• _EXERCISE_
Copy each of the following items line for line, without changing any word, number, or mark.

• _RECORDS SHOWN_
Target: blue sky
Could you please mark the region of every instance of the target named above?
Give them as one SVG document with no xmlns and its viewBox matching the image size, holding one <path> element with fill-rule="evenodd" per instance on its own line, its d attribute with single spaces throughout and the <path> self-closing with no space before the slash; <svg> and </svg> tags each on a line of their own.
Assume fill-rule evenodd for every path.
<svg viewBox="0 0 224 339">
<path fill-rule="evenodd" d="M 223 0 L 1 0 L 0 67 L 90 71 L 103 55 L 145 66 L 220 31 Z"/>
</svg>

• _IN RESPONSE_
Target: blue sky
Could you please mark the region of every instance of the target named above?
Give them as one SVG document with no xmlns and its viewBox matching the image size, holding one <path> element with fill-rule="evenodd" per instance on its own line, its d attribute with single spaces throughout and the <path> self-closing with no space before the slash; <svg> and </svg> tags each on a line of their own.
Assume fill-rule evenodd for every path.
<svg viewBox="0 0 224 339">
<path fill-rule="evenodd" d="M 223 0 L 1 0 L 0 67 L 90 71 L 103 55 L 145 66 L 220 31 Z"/>
</svg>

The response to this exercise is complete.